Select each line of the material below that contains the word "bare", matching case exactly.

___ DATA LISTING

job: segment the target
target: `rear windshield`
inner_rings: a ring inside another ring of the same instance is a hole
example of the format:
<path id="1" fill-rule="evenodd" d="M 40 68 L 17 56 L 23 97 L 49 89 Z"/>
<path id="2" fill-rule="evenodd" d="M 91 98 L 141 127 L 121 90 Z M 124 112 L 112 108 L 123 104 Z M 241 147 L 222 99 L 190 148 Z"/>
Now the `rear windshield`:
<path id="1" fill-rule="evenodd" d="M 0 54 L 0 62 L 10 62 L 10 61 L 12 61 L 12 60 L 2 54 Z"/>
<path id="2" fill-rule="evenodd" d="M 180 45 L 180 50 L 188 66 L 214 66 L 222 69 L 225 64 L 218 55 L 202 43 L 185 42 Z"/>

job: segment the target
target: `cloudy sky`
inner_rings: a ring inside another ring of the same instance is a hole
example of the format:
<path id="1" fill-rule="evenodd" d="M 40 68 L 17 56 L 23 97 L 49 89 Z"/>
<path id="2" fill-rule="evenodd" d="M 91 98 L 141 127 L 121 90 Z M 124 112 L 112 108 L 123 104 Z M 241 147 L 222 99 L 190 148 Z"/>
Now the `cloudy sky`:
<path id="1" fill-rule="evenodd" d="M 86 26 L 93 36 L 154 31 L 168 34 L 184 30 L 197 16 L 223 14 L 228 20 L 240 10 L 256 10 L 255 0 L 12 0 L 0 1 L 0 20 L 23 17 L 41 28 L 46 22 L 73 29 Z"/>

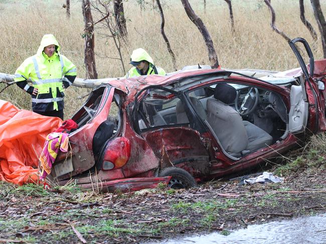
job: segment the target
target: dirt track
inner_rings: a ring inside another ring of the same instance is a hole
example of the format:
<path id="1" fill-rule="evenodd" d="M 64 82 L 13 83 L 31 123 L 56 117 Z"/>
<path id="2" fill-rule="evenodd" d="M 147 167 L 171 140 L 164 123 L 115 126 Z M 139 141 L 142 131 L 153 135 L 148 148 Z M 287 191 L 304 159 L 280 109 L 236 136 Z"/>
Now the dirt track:
<path id="1" fill-rule="evenodd" d="M 0 242 L 133 243 L 326 211 L 326 170 L 282 184 L 215 181 L 198 189 L 98 194 L 0 183 Z"/>

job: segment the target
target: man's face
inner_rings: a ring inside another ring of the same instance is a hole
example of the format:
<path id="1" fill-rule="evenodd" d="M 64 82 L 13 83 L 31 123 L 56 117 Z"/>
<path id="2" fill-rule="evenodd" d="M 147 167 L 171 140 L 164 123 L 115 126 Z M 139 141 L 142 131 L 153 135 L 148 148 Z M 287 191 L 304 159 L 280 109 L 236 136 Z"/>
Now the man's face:
<path id="1" fill-rule="evenodd" d="M 141 62 L 139 64 L 137 65 L 136 67 L 137 67 L 137 69 L 138 70 L 142 70 L 144 68 L 144 67 L 145 66 L 145 62 Z"/>
<path id="2" fill-rule="evenodd" d="M 43 52 L 44 52 L 44 53 L 48 55 L 48 57 L 50 58 L 53 55 L 55 50 L 56 45 L 49 45 L 44 48 Z"/>

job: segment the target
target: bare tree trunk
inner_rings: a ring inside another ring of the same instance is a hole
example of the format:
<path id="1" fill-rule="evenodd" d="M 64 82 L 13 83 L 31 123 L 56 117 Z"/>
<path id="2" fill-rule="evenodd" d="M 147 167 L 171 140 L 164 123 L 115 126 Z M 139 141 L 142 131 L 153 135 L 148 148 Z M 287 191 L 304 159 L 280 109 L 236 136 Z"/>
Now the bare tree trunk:
<path id="1" fill-rule="evenodd" d="M 124 11 L 123 11 L 123 4 L 122 0 L 115 0 L 114 2 L 114 18 L 118 26 L 118 30 L 120 35 L 122 38 L 128 36 L 127 32 L 127 25 L 126 19 L 124 18 Z"/>
<path id="2" fill-rule="evenodd" d="M 94 52 L 94 26 L 89 0 L 82 0 L 82 8 L 85 23 L 84 62 L 86 68 L 86 77 L 88 79 L 97 79 Z"/>
<path id="3" fill-rule="evenodd" d="M 171 55 L 172 58 L 172 62 L 173 62 L 173 67 L 175 70 L 177 70 L 177 62 L 176 60 L 176 56 L 174 53 L 172 49 L 171 49 L 171 46 L 170 46 L 170 43 L 169 42 L 169 40 L 166 35 L 165 33 L 164 32 L 164 25 L 165 24 L 165 20 L 164 19 L 164 14 L 163 14 L 163 10 L 162 9 L 162 7 L 161 6 L 159 0 L 156 0 L 156 4 L 157 4 L 157 6 L 158 7 L 158 9 L 159 10 L 159 14 L 160 14 L 160 18 L 161 20 L 161 25 L 160 25 L 160 32 L 162 34 L 163 36 L 163 39 L 167 44 L 167 46 L 168 47 L 168 51 Z"/>
<path id="4" fill-rule="evenodd" d="M 70 0 L 66 0 L 67 18 L 70 18 Z"/>
<path id="5" fill-rule="evenodd" d="M 204 0 L 204 13 L 206 14 L 206 0 Z"/>
<path id="6" fill-rule="evenodd" d="M 284 32 L 281 32 L 279 30 L 278 30 L 278 29 L 277 29 L 277 28 L 275 25 L 275 11 L 274 11 L 274 9 L 273 9 L 273 7 L 270 4 L 270 0 L 264 0 L 264 2 L 265 2 L 266 5 L 269 9 L 269 10 L 270 11 L 270 13 L 271 15 L 270 26 L 273 29 L 273 31 L 275 32 L 276 33 L 280 35 L 284 39 L 285 39 L 288 42 L 290 42 L 291 41 L 291 39 L 290 39 L 290 38 L 289 38 L 287 37 L 287 36 L 286 36 L 284 33 Z"/>
<path id="7" fill-rule="evenodd" d="M 323 57 L 326 58 L 326 22 L 325 18 L 322 14 L 319 0 L 310 0 L 310 2 L 312 7 L 314 18 L 318 24 L 318 29 L 320 33 Z"/>
<path id="8" fill-rule="evenodd" d="M 316 32 L 314 31 L 312 26 L 311 26 L 310 23 L 304 17 L 304 6 L 303 5 L 303 0 L 299 0 L 299 5 L 300 5 L 300 19 L 301 19 L 302 23 L 303 23 L 303 25 L 305 26 L 310 32 L 310 35 L 312 37 L 313 41 L 315 42 L 317 41 L 317 34 L 316 34 Z"/>
<path id="9" fill-rule="evenodd" d="M 229 6 L 229 11 L 230 12 L 230 20 L 231 21 L 231 29 L 232 31 L 232 33 L 234 33 L 235 31 L 234 30 L 234 19 L 233 19 L 233 11 L 232 11 L 232 4 L 231 0 L 224 0 L 228 5 Z"/>
<path id="10" fill-rule="evenodd" d="M 196 26 L 197 27 L 198 30 L 202 34 L 204 40 L 206 44 L 206 47 L 207 47 L 207 50 L 208 50 L 208 58 L 211 62 L 211 66 L 212 69 L 217 69 L 219 68 L 219 61 L 217 59 L 217 55 L 216 55 L 216 52 L 215 52 L 215 49 L 214 48 L 214 45 L 213 43 L 213 41 L 211 38 L 206 27 L 203 23 L 203 21 L 198 16 L 195 14 L 194 10 L 191 8 L 188 0 L 181 0 L 186 13 L 187 13 L 188 17 L 193 22 Z"/>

______

- EXERCISE ANSWER:
target: bare tree trunk
Now the bare tree trunk:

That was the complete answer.